Copy word for word the part of the joint venture court passage that begins at the words "(1.) The application" and stops after "between the parties.".

PASSAGE TO READ:
————————

(1.) The application (IA 3171/04) for interim relief arises from a suit for permanent injunction and rendition of accounts and is based upon clause 6 of the Joint Venture Agreement (hereinafter referred to as the JVA or Agreement) dated 9th May 1987 said to be in the nature of a non compete clause between the parties.
(2.) The case of the plaintiff is as under:- (a) One Usha Services and Consultants Ltd., (hereinafter referred to as 'Usha') and RKKR Infotech (P) Ltd., plaintiff No.2 entered !nto a 50:50 joint venture with Draegerwerk Aktiengesellschaft (hereinafter referred to as 'Draeger'), defendant No 1 to form a Joint Venture Company by the name of Usha Drager Pvt. Ltd., plaintiff No.1, as per clause 4 of the Agreement. Article 2 of the Articles of Association of the plaintiff No.l defines Drager and USHA as under:
(3.) The sum and substance of the defendant's case is: a) no contract whatsoever, exists between the joint venture and Draeger. Therefore, plaintiff could not be permitted to seek an injunction in respect of a contract to which the plaintiff is not a party; b) without impleading Draeger Medical as a party in the present suit, the plaintiff cannot seek to lift the corporate veil of the said Company; c) USHA and not UDPL is entitled to enforce the non compete clause in the joint venture agreement; d) since Usha Services does not hold any shares in UDPL, the joint venture has ceased to exist; e) the plaintiff, in the guise of seeking an injunction and claiming damages for breach of contract cannot be permitted to claim specific performance of the said contract. Thus, even if it is assumed that the plaintiff has the locus standi, specific performance should not be granted since compensation in money for non performance would afford adequate relief in the present case.

————————

[Referring expression pointing data]
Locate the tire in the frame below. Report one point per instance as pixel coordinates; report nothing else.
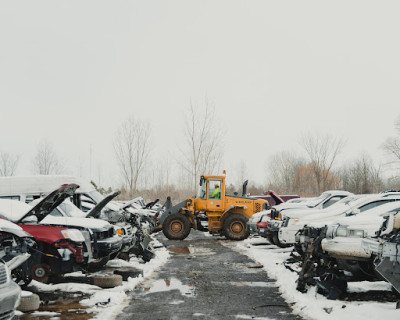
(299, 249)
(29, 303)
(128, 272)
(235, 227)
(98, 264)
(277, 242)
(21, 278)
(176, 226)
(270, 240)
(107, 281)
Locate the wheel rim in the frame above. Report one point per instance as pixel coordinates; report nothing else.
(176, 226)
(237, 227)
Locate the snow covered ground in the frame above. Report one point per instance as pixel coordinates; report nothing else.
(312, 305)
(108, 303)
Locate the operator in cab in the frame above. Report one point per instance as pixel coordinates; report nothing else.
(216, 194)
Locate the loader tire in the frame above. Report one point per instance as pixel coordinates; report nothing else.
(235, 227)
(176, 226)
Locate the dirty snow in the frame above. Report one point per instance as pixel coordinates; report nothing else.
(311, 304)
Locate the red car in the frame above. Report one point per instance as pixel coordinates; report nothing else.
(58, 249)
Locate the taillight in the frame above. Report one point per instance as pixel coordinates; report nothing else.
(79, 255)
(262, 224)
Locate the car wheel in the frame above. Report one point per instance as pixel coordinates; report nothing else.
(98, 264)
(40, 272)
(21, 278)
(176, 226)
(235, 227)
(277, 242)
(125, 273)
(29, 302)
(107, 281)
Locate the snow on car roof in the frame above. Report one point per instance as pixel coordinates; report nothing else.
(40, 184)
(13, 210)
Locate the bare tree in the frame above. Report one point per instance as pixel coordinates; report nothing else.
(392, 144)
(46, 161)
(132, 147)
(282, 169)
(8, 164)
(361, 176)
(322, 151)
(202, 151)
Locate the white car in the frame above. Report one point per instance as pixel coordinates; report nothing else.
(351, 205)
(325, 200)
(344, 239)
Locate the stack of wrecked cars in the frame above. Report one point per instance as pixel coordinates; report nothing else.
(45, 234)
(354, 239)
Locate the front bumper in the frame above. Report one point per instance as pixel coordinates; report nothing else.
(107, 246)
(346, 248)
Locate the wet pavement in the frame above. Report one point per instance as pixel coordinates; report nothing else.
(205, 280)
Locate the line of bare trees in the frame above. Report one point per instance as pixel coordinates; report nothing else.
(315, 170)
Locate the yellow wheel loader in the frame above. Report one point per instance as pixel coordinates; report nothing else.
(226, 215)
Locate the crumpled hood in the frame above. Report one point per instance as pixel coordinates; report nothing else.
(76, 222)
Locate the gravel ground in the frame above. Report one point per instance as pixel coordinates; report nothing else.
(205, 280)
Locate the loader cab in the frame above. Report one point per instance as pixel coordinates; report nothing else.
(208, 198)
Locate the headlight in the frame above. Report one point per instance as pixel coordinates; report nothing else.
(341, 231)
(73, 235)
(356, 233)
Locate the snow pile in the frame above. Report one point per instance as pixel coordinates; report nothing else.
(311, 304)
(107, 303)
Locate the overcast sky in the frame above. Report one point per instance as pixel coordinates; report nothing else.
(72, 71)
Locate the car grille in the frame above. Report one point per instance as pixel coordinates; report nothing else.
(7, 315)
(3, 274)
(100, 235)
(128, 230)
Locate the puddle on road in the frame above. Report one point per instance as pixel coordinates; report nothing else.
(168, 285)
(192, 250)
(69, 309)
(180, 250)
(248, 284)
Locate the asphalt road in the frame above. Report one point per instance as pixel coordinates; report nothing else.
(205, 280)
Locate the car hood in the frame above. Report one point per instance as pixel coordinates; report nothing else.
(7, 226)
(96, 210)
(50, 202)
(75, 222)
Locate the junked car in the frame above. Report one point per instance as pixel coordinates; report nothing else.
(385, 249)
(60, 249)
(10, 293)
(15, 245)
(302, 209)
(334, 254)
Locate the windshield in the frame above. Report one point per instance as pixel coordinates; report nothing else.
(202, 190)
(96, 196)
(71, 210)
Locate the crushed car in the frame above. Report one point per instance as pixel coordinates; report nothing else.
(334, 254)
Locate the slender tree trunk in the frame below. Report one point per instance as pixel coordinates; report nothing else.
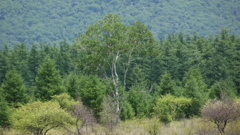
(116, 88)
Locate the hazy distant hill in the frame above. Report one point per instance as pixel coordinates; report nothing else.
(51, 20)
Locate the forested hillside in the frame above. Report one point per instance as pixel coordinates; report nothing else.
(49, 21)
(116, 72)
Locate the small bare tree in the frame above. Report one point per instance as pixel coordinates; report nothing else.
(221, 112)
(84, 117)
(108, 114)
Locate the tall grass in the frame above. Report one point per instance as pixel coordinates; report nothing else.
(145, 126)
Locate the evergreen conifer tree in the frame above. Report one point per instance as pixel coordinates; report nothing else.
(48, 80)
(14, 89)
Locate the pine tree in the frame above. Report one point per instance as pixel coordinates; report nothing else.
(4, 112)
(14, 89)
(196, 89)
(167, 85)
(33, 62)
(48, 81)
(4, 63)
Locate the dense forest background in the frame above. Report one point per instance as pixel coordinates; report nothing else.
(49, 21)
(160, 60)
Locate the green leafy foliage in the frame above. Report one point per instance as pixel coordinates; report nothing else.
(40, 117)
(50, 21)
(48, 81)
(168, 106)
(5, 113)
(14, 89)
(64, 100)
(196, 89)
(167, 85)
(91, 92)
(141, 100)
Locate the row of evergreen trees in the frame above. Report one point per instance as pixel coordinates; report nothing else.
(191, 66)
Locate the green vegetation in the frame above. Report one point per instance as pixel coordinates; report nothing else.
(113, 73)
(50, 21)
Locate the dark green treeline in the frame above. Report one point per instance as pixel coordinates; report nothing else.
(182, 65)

————————

RESULT OF THE EXERCISE:
(1.) The application (IA 3171/04) for interim relief arises from a suit for permanent injunction and rendition of accounts and is based upon clause 6 of the Joint Venture Agreement (hereinafter referred to as the JVA or Agreement) dated 9th May 1987 said to be in the nature of a non compete clause between the parties.